## Problem statement
Reproduce every row below word for word, leaving out the pictures.

### The data ###

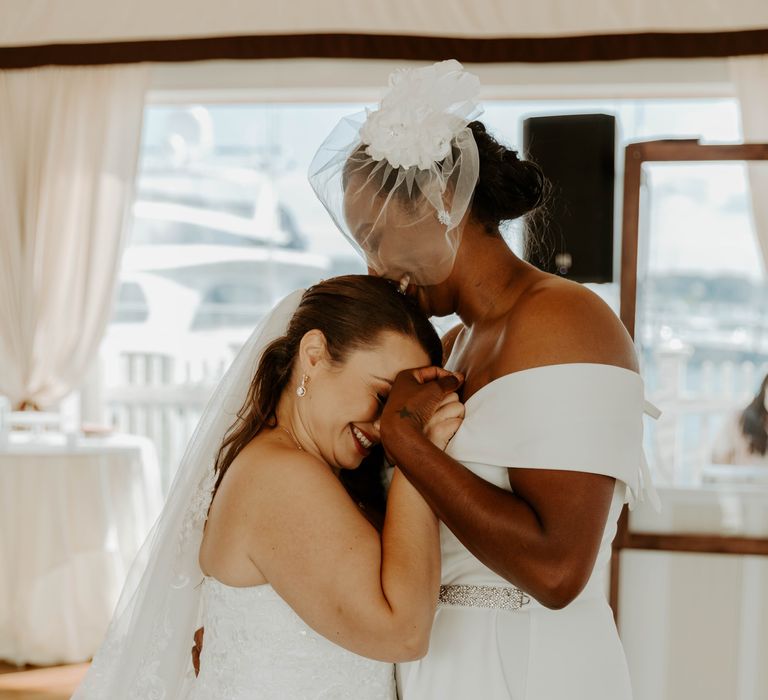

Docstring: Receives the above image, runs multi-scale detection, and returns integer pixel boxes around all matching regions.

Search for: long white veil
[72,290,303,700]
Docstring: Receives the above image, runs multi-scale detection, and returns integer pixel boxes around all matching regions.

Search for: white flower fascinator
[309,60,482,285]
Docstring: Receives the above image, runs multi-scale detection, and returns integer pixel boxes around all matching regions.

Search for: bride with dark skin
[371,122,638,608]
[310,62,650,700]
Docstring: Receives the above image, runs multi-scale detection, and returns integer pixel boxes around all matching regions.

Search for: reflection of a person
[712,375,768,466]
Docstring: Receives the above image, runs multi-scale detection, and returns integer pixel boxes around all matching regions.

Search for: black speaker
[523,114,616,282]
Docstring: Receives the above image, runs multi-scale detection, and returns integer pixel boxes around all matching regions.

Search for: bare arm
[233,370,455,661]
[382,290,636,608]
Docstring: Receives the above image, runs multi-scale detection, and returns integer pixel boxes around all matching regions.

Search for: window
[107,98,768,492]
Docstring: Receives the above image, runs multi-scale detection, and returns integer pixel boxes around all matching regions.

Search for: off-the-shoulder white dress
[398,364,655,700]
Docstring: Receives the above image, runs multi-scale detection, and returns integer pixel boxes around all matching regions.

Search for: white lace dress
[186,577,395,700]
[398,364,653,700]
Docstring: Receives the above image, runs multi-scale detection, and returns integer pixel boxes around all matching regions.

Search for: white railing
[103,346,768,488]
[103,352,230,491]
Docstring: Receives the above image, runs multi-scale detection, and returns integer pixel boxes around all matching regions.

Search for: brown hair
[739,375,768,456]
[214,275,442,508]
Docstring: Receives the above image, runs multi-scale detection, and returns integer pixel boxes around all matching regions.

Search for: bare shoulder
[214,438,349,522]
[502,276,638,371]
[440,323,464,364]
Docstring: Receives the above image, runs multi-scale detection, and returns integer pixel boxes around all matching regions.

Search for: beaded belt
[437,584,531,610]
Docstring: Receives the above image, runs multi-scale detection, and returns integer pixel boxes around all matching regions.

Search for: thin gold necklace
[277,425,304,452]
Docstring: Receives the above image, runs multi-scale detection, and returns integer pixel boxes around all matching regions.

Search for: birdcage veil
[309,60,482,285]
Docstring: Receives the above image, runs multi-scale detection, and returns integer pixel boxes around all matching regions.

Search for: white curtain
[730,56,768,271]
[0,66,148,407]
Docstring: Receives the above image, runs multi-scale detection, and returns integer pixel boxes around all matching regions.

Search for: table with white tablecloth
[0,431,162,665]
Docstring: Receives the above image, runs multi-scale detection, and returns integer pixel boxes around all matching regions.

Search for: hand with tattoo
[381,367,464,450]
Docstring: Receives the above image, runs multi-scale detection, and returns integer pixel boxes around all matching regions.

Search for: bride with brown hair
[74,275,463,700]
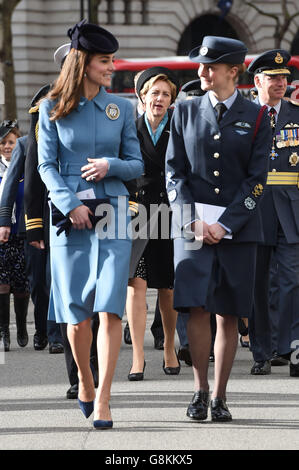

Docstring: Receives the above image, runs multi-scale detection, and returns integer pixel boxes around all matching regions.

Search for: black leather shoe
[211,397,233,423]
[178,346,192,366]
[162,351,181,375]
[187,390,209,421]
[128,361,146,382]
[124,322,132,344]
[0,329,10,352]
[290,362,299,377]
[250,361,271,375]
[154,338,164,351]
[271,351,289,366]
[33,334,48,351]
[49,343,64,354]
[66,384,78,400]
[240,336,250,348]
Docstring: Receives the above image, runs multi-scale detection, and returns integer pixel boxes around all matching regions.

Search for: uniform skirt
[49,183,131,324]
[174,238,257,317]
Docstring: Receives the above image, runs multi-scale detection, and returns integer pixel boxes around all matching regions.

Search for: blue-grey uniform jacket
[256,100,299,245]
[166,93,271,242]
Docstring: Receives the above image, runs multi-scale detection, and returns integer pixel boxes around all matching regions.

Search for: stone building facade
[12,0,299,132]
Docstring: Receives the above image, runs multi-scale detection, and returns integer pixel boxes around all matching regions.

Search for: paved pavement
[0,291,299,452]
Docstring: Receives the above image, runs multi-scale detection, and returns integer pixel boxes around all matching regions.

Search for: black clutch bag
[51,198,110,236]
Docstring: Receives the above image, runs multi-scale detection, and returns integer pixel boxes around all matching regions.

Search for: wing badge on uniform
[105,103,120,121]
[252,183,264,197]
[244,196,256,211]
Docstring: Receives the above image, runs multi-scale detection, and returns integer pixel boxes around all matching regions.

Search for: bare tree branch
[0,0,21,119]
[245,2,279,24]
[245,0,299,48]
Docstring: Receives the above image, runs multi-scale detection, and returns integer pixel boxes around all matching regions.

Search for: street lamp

###

## Response to the task
Docstring: Receives the above image, runs multi-scale detection, and returns integer pixel boxes around all matching regions.

Search for: long white veil
[72,290,303,700]
Docstring: Receives the above image, runs multi-scale detection, and returns integer pixel boxes around all matching regions.

Search for: white flower fascinator
[309,60,482,285]
Docstring: Receives the above image, runs multi-scale detection, and returns integer pixel boxes around all matching regions.

Search for: bride with dark skin
[371,122,638,608]
[310,62,650,700]
Docstring: Receives the above image, runs multi-scale detection, and returns integer pixel boxes around all matching regions.

Search for: reflection of a person
[712,375,768,466]
Docstring: Receives the above image, runs multi-scale detection, and returns integer pixel boxes around all matching regions.

Search for: black speaker
[523,114,616,282]
Docstring: Receives the above image, runs multi-scale detection, and returns integer pixel boxes around all matching regions.

Search for: bare arm
[233,370,455,661]
[382,290,636,608]
Docstring: Receives the above image, runs multi-scale detection, and returns integer pixel boxes around all matching regions.

Search for: window
[107,98,768,492]
Docstring: Receives the above image, runs multi-scale detection, and returns integer pixel boxes around all matching regions.

Search for: off-the-shoulder white dress
[398,364,655,700]
Docstring: Receives the above image, runs multi-scale detection, and returns integer pixel boxes around all matching regions.

Search for: white lace dress
[186,577,395,700]
[398,364,653,700]
Docstring: Receives the above image, runs multi-scale detection, and returns integer pixel boxes around all matching regions.

Search for: white railing
[103,346,768,488]
[103,352,230,491]
Docstring: Receives the above image, runs multi-scale detection, and returns integer pixel boxes around all matching regions.

Search for: brown hair
[739,375,768,456]
[214,275,442,508]
Docstring: Receives the above image, runs multi-scale detection, and returns integer pixel boxes around all matching regions.

Search for: bare shoulder
[214,438,349,522]
[502,276,638,371]
[440,323,464,364]
Docstring: Receives the above image, runs multi-scale detection, and returns integer pixel boxes around all matching regions.

Search for: beaded belt
[437,584,531,610]
Docstring: Receives the above image, runs multi-scale detection, and returns integer pixel boxes around all matching regions.

Search for: thin gold necklace
[277,425,304,452]
Docstring: Receives the above image, runs multi-scale detection, and returns integer pixel boxes around all matching regions.

Search for: birdcage veil
[309,60,482,285]
Docstring: Receives the above image, runs multi-scale detection, and returns integer pixel boxes around all matching regions.

Search for: white curtain
[730,56,768,271]
[0,66,148,407]
Docstring: Receives the above image, runs multi-scale detection, and returns integer pixel boxes around all matching regions.

Search for: table with white tablecloth
[0,431,162,665]
Docstring: Receives the above image, runs multi-scale detection, and returns integer pixel boxes around all matching regions.

Search for: hand with tattoo
[381,367,464,450]
Docstring: Receives the above image, runs multi-scale detection, and returns integer pixel boxes around all matching regions.

Search for: bride with brown hair
[74,275,463,700]

Docstring: Receives the above image, runs multi-scale detection, and returns integer pixel boxes around all matching regions.

Search for: black leather shoe
[211,397,233,423]
[178,346,192,366]
[162,351,181,375]
[187,390,209,421]
[128,361,146,382]
[124,322,132,344]
[0,329,10,352]
[290,362,299,377]
[250,361,271,375]
[154,338,164,351]
[271,351,289,366]
[33,334,48,351]
[49,343,64,354]
[66,384,78,400]
[240,336,250,348]
Docstring: Receives the above image, runs multi-scale detection, and returns integer pixel boxes around all matching regions.

Search for: uniform skirt
[49,183,131,324]
[174,238,257,317]
Docstring: Receives the above image, runs multi-scale detection, and returns integer pixel boxes around all matching regions.

Search for: blue-grey uniform jacket
[256,100,299,245]
[166,93,271,242]
Docstring: Receives the above image, runs multi-scale detection, and returns integer pixel boxes around all matching regions.

Search for: stone building facade
[12,0,299,132]
Docstring: Receives the above image, runs multi-scale detection, and returns integer pixel boxes around all matching regions.

Search for: paved pavement
[0,291,299,452]
Docstring: Receives the above image, runs multi-scale detection, and returns integer pixel boxes around all matching regions.

Search for: black clutch bag
[51,198,110,236]
Docstring: Receives the above image, runs multi-scale detection, and returns integer pixel boxes around all matching regions.

Search for: wing badge on uniform
[105,103,120,121]
[252,183,264,197]
[244,196,256,211]
Docstring: Receives the above image, runs multi-scale detection, and returns integer pixel boxes around all matching regions.

Search for: bare tree branch
[0,0,21,119]
[245,2,279,24]
[245,0,299,48]
Docstring: Receives the above image, runs multi-scale detection, and returns integer pixel boxes around all matching regions.

Search for: street lamp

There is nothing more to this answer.